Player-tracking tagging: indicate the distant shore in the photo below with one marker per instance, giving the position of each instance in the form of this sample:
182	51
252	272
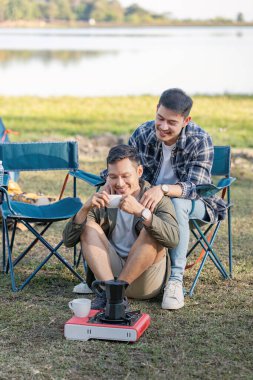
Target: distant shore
75	24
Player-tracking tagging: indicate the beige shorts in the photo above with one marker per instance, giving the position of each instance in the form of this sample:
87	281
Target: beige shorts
148	285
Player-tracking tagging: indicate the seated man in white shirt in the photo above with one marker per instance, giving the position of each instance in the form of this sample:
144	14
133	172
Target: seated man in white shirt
127	242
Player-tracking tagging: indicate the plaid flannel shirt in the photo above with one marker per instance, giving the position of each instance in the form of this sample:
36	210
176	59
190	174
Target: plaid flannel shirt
191	161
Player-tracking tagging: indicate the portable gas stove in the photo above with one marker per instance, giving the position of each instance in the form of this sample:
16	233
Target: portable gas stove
97	326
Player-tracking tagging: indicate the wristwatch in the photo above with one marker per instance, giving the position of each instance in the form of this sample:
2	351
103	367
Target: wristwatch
145	214
165	189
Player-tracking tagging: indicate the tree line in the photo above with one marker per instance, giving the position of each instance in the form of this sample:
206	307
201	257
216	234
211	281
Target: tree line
74	10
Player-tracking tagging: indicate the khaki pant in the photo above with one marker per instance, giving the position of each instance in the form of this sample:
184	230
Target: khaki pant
148	285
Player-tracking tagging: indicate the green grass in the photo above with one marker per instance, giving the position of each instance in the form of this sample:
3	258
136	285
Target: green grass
228	119
208	339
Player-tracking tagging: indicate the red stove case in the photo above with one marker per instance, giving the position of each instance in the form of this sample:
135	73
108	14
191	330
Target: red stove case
82	329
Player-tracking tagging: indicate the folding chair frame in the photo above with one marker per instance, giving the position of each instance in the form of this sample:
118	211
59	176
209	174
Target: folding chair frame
206	238
8	238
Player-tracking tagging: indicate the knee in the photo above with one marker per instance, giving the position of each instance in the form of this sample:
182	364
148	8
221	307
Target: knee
90	231
147	239
182	208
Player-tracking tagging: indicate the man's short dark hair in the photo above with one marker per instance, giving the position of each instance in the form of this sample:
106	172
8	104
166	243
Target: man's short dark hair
176	100
119	152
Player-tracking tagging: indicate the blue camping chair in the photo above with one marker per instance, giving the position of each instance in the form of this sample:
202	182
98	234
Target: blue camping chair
206	238
43	157
221	167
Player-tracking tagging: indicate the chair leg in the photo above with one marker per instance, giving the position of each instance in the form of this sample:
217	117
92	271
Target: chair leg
216	260
35	241
53	250
198	274
3	247
7	240
230	243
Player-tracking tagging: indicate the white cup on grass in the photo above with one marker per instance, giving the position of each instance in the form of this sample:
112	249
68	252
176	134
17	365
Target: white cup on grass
114	200
80	307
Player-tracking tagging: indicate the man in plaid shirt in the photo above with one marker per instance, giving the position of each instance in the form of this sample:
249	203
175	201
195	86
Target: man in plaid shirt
177	155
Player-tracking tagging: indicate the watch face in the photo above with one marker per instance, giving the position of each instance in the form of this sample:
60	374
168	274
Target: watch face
165	188
146	213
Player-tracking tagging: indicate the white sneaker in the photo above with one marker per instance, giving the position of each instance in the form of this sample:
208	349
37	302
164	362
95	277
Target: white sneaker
82	288
173	296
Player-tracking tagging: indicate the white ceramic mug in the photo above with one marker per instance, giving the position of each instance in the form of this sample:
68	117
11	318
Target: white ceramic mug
114	200
80	307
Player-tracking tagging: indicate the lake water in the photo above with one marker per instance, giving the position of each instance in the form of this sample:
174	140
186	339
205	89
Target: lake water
126	61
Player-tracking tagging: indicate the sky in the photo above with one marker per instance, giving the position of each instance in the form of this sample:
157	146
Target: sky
198	9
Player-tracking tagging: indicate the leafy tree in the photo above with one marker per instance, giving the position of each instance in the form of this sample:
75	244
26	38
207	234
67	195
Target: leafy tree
136	14
240	17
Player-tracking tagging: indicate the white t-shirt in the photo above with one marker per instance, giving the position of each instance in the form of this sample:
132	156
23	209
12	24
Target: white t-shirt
167	175
123	235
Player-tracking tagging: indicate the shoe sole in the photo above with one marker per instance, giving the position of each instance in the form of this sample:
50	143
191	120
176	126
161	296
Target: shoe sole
173	308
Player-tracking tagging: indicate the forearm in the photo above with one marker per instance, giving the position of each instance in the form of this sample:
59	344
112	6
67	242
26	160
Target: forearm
81	216
175	191
71	233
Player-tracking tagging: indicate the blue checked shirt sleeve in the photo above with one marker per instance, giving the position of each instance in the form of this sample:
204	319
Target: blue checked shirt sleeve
198	168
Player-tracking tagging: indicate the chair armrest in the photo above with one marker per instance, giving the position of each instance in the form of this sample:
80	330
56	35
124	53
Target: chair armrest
90	178
208	190
4	193
6	180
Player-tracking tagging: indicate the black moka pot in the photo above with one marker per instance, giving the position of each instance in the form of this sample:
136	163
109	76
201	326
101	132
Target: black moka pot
115	293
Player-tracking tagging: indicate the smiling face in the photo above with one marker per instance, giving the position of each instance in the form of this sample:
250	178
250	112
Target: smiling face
169	125
123	177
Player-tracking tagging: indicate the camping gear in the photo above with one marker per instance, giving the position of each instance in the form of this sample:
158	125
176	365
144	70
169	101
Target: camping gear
113	323
41	156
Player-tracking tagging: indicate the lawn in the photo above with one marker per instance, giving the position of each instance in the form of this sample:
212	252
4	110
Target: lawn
228	119
208	339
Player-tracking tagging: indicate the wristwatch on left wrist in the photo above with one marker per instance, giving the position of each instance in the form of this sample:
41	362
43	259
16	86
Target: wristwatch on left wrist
165	189
145	214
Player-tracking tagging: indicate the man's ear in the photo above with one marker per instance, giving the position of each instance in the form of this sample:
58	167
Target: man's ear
187	120
140	170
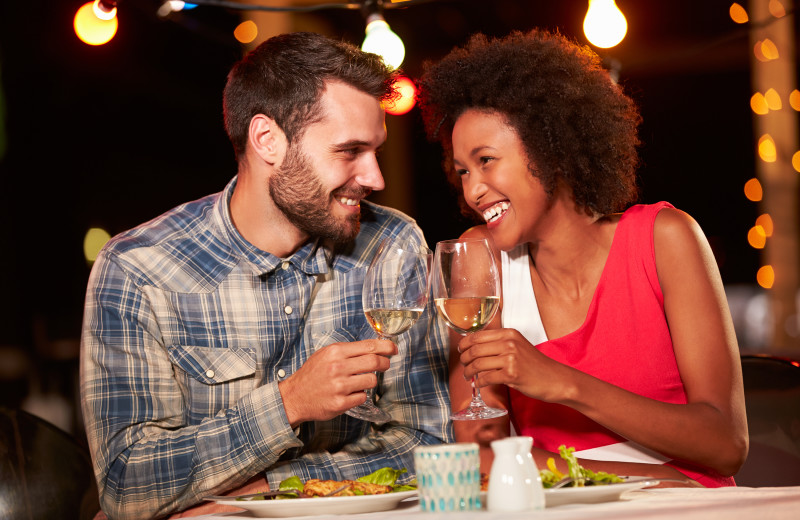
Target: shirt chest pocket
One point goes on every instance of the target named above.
(212, 379)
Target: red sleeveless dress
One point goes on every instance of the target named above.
(625, 341)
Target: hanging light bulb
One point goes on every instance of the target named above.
(604, 25)
(380, 39)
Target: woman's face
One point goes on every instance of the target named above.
(498, 184)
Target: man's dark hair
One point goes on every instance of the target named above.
(284, 77)
(576, 124)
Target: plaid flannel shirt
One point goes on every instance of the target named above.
(187, 331)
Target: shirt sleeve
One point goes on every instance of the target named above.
(148, 460)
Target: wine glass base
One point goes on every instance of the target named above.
(474, 413)
(369, 412)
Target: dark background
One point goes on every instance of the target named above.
(114, 135)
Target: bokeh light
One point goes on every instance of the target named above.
(91, 29)
(759, 104)
(604, 25)
(738, 13)
(766, 149)
(794, 99)
(93, 242)
(408, 97)
(766, 277)
(753, 190)
(765, 221)
(246, 31)
(756, 237)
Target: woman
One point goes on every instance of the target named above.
(615, 336)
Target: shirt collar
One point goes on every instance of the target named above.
(313, 258)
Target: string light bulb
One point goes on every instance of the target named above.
(604, 25)
(380, 39)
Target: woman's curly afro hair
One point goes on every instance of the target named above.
(575, 123)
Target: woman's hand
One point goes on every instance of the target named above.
(504, 356)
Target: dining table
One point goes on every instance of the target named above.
(729, 503)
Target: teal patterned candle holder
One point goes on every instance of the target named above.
(448, 477)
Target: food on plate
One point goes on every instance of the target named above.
(378, 482)
(320, 488)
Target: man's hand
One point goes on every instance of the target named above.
(333, 379)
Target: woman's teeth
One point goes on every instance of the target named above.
(493, 213)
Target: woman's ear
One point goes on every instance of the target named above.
(267, 139)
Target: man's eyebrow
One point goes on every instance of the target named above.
(349, 145)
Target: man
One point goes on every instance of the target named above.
(223, 341)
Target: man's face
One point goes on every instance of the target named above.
(332, 167)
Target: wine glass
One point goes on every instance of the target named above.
(466, 290)
(394, 296)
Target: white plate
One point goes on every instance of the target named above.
(591, 494)
(320, 505)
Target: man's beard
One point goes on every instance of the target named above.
(298, 193)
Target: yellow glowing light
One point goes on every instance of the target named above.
(604, 24)
(765, 222)
(776, 9)
(773, 99)
(752, 190)
(765, 277)
(769, 50)
(766, 149)
(93, 242)
(407, 98)
(738, 14)
(381, 40)
(246, 31)
(756, 237)
(794, 99)
(759, 104)
(91, 29)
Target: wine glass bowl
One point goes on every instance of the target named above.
(466, 291)
(394, 296)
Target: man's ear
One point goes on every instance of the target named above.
(267, 139)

Prompt
Write out each line above containing "woman".

Solution for this task
Target: woman's face
Target: woman
Target: woman's curly afro hair
Target: woman's hand
Target: woman's teeth
Target: woman's ear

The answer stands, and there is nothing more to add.